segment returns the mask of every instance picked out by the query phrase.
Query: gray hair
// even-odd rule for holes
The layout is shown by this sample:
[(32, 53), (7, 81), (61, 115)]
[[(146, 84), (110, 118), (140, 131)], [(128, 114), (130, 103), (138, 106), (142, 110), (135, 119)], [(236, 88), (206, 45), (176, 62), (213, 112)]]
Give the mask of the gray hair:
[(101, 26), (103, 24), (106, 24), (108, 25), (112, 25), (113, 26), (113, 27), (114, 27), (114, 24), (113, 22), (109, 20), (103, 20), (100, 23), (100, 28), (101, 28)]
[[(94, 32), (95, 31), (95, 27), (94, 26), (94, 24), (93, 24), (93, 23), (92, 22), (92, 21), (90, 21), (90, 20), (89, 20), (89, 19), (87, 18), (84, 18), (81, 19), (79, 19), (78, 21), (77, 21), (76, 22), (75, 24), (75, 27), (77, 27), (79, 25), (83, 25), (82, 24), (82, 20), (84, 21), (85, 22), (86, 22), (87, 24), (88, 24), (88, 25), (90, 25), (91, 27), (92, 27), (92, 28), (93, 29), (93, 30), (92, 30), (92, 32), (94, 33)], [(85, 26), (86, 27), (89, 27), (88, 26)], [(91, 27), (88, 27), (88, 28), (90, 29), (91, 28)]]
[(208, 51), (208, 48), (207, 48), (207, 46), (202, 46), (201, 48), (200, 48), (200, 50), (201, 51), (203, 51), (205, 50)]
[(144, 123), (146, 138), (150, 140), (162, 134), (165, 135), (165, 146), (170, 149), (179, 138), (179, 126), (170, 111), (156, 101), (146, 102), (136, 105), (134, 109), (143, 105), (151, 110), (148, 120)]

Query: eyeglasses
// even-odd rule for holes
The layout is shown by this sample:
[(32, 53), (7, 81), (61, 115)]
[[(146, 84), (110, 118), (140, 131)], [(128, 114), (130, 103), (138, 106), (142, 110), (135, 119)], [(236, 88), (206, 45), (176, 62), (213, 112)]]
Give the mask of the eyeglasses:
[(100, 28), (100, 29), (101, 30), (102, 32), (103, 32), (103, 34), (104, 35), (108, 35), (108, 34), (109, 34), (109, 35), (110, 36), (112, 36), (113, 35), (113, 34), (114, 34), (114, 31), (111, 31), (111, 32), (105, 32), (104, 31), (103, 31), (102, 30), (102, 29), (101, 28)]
____
**WHAT NEEDS TO BE DONE:** Shift the answers by adding 28 to every coordinate, and reproduce all the lines of the records above, requests and layout samples included, with those samples and the rest of the requests left unchanged.

**TASK OUTPUT:**
segment returns the mask of every instance picked out by the query phrase.
Query: gray hair
// even-odd rule for holes
The layout is shown by this sample:
[(32, 53), (7, 81), (61, 115)]
[[(146, 84), (110, 118), (140, 131)], [(128, 114), (130, 103), (138, 106), (142, 110), (135, 119)], [(236, 88), (206, 45), (176, 62), (213, 112)]]
Give the mask of the gray hair:
[(129, 54), (131, 52), (134, 52), (136, 53), (140, 53), (141, 54), (141, 55), (142, 55), (142, 52), (141, 50), (137, 48), (131, 48), (128, 51), (128, 56), (129, 56)]
[[(122, 60), (123, 59), (123, 55), (122, 54), (122, 52), (121, 52), (121, 51), (120, 50), (120, 49), (118, 49), (118, 48), (117, 48), (117, 47), (115, 46), (112, 46), (109, 47), (107, 47), (106, 49), (105, 49), (104, 50), (103, 52), (103, 55), (105, 55), (107, 53), (111, 53), (110, 52), (110, 48), (112, 49), (113, 50), (114, 50), (115, 52), (116, 52), (116, 53), (118, 53), (119, 55), (120, 55), (120, 56), (121, 57), (121, 58), (120, 58), (120, 60), (122, 61)], [(113, 54), (114, 55), (117, 55), (116, 54)], [(119, 55), (116, 55), (116, 56), (118, 57), (119, 56)]]
[(236, 79), (236, 76), (235, 76), (235, 74), (230, 74), (229, 76), (228, 76), (228, 78), (229, 79), (231, 79), (233, 78)]
[(172, 151), (174, 166), (178, 168), (190, 162), (193, 163), (193, 174), (198, 177), (207, 166), (207, 154), (198, 139), (184, 129), (174, 130), (164, 133), (162, 137), (171, 133), (179, 138), (176, 148)]

Query: eyeglasses
// even-odd rule for holes
The layout is shown by this sample:
[(32, 53), (7, 81), (61, 115)]
[[(146, 84), (110, 118), (140, 131)], [(128, 114), (130, 103), (138, 106), (142, 110), (135, 119)], [(236, 88), (206, 45), (176, 62), (213, 112)]]
Give the mask of the eyeglasses:
[(128, 56), (128, 57), (129, 58), (130, 60), (131, 60), (131, 62), (132, 63), (136, 63), (136, 62), (137, 62), (137, 63), (138, 64), (140, 64), (141, 63), (141, 62), (142, 62), (142, 59), (139, 59), (139, 60), (133, 60), (132, 59), (131, 59), (130, 58), (130, 57), (129, 56)]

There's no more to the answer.